■ REQUIREMENTS
Starting at the line containing "Locate every instance of the bird's long" and ending with the last line of the material below, put each line into a JSON list of strings, one string per line, leaving out blank lines.

■ DATASET EXCERPTS
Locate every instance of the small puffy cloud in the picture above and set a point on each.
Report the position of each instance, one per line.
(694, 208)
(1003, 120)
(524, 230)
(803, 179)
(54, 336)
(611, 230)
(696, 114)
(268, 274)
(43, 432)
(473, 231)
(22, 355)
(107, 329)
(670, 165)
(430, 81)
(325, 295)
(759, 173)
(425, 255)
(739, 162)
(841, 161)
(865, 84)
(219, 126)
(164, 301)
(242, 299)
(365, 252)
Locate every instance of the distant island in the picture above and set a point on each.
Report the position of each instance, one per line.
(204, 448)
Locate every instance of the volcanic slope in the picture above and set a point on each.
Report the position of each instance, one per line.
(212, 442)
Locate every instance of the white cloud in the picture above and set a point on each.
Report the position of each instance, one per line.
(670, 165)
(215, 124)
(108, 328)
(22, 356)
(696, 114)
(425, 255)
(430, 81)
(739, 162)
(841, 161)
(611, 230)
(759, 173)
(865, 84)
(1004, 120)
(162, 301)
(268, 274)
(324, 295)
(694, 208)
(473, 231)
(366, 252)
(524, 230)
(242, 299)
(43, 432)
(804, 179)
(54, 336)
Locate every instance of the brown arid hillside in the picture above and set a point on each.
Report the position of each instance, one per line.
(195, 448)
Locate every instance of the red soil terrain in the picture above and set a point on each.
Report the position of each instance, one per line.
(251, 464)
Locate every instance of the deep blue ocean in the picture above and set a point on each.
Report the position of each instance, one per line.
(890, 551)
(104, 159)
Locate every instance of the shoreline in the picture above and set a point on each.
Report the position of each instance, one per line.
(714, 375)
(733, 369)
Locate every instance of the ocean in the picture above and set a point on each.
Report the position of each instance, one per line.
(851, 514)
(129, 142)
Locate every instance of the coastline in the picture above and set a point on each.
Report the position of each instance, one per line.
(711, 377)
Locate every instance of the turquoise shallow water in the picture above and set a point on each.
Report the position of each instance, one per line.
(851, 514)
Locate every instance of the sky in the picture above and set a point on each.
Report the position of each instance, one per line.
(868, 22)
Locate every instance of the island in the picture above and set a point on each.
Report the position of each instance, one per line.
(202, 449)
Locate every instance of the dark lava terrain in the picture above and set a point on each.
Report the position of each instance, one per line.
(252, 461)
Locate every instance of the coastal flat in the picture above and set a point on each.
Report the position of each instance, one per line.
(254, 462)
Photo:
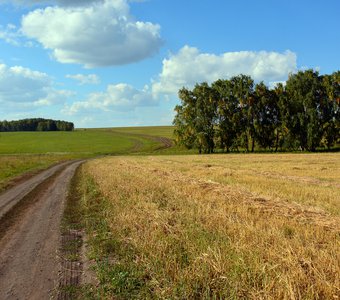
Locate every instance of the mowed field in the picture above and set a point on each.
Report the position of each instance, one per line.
(22, 152)
(261, 226)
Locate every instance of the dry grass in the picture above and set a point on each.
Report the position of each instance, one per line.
(223, 226)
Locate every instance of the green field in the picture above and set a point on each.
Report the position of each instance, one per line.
(22, 152)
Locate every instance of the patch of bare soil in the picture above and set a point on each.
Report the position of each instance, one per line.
(30, 215)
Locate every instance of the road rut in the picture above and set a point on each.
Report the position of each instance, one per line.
(28, 248)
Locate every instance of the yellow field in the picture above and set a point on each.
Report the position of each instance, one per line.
(217, 226)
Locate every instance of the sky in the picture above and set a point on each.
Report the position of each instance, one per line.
(114, 63)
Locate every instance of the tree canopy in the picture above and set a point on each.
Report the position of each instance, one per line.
(236, 113)
(36, 124)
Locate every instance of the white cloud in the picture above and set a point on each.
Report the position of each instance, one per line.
(43, 2)
(23, 88)
(190, 66)
(84, 79)
(101, 34)
(119, 97)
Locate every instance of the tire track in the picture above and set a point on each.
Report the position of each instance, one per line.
(29, 243)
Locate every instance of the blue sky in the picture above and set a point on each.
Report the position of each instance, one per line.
(106, 63)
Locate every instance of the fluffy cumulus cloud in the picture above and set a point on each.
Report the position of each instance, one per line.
(23, 88)
(59, 2)
(101, 34)
(190, 66)
(85, 79)
(119, 97)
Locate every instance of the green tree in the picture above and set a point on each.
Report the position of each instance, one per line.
(306, 96)
(267, 119)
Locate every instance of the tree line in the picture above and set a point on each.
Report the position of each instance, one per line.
(36, 124)
(237, 114)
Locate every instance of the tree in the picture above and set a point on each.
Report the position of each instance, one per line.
(267, 116)
(306, 96)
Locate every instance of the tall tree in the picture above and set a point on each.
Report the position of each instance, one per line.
(306, 96)
(228, 114)
(267, 119)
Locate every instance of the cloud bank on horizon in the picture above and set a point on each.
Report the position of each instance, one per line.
(104, 33)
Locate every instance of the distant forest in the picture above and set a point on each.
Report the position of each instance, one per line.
(239, 115)
(37, 124)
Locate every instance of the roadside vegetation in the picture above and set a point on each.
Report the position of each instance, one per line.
(213, 227)
(23, 153)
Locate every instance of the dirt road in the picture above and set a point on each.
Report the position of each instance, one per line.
(30, 216)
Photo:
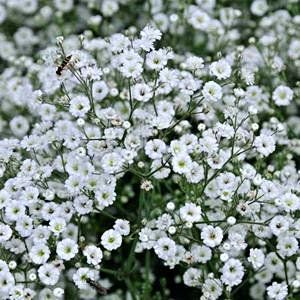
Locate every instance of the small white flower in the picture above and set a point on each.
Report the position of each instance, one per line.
(282, 95)
(256, 258)
(93, 254)
(67, 249)
(111, 239)
(212, 236)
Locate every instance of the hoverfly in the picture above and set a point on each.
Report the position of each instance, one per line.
(99, 288)
(63, 65)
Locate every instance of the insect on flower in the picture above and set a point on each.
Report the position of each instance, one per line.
(63, 65)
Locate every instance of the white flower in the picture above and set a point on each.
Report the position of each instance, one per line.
(194, 63)
(201, 254)
(48, 274)
(287, 245)
(7, 281)
(181, 163)
(213, 288)
(67, 249)
(111, 239)
(277, 291)
(142, 92)
(122, 226)
(279, 224)
(212, 236)
(100, 90)
(39, 253)
(221, 69)
(259, 7)
(264, 144)
(19, 126)
(212, 91)
(282, 95)
(5, 233)
(192, 276)
(289, 202)
(165, 248)
(232, 272)
(57, 225)
(155, 148)
(79, 106)
(93, 254)
(112, 162)
(256, 258)
(190, 212)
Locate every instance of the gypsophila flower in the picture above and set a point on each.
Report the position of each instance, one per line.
(67, 249)
(111, 239)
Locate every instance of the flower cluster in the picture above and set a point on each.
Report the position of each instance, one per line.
(132, 149)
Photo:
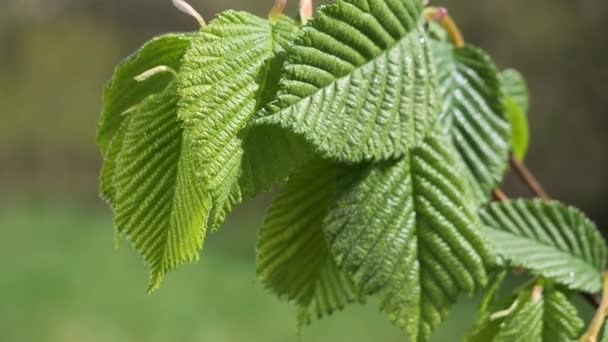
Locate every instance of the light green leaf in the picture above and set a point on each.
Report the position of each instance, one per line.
(160, 205)
(171, 168)
(517, 103)
(549, 318)
(473, 114)
(293, 256)
(123, 93)
(549, 239)
(484, 328)
(514, 87)
(407, 230)
(358, 81)
(222, 82)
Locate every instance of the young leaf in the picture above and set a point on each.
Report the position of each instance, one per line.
(549, 239)
(293, 256)
(516, 104)
(221, 84)
(123, 93)
(473, 114)
(549, 318)
(358, 81)
(514, 87)
(407, 230)
(160, 205)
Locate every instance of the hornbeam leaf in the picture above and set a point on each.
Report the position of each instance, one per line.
(516, 104)
(222, 82)
(473, 114)
(549, 239)
(514, 86)
(160, 205)
(123, 93)
(550, 318)
(407, 230)
(358, 82)
(293, 256)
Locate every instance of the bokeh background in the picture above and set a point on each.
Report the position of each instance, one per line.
(61, 278)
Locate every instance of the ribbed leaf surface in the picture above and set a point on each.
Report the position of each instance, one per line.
(408, 231)
(358, 81)
(123, 93)
(473, 114)
(551, 318)
(516, 104)
(222, 80)
(293, 256)
(549, 239)
(160, 205)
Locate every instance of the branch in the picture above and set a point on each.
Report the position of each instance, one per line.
(600, 316)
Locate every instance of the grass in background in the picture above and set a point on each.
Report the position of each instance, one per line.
(62, 281)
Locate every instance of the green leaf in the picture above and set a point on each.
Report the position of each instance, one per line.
(123, 93)
(514, 87)
(549, 239)
(516, 103)
(293, 256)
(548, 318)
(358, 81)
(484, 328)
(160, 205)
(407, 230)
(222, 82)
(473, 114)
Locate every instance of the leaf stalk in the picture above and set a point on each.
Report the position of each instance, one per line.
(440, 15)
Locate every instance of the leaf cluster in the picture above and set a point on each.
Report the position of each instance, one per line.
(386, 142)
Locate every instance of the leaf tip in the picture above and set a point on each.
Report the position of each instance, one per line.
(186, 8)
(306, 9)
(154, 71)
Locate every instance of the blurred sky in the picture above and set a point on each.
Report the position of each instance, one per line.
(56, 55)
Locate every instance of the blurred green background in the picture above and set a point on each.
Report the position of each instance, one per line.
(62, 280)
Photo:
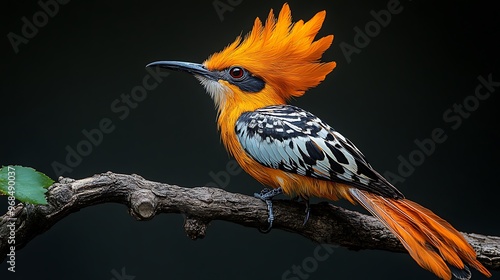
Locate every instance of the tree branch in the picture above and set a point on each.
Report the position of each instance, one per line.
(327, 223)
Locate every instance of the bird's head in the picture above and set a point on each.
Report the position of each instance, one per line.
(271, 64)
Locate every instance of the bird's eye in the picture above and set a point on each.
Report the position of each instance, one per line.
(236, 72)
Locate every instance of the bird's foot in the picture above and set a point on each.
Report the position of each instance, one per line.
(308, 211)
(267, 195)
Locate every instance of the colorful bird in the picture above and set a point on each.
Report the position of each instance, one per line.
(296, 153)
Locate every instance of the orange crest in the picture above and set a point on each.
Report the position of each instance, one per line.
(282, 53)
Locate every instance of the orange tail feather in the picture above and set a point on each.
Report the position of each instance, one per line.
(431, 241)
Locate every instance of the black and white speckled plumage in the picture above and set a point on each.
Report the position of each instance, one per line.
(288, 138)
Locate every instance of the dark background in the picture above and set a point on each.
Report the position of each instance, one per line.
(393, 92)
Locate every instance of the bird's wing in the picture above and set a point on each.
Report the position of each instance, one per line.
(293, 140)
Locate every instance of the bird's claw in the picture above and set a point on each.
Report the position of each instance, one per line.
(267, 195)
(308, 211)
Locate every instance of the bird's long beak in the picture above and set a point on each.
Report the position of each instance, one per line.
(189, 67)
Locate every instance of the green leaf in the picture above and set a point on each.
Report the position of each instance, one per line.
(24, 183)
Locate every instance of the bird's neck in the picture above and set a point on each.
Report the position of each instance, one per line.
(235, 105)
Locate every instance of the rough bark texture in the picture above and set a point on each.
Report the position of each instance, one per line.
(145, 199)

■ SOLUTION TO THIS EXERCISE
[
  "Locate every instance of the bird's long beak in the picture above and set a point on each.",
  "Report the position of each instance, one per line.",
  "(189, 67)",
  "Locate every instance of the green leaf in the picture above and set a point on each.",
  "Report the position of each instance, one per line.",
  "(24, 183)",
  "Locate every instance of the bird's neck in the picture above and set a point on each.",
  "Report the position of each instance, one per line.",
  "(235, 105)",
  "Locate every instance of the rough bark texture in the picture above and set a point on each.",
  "Report the position of each instance, one per line.",
  "(145, 199)"
]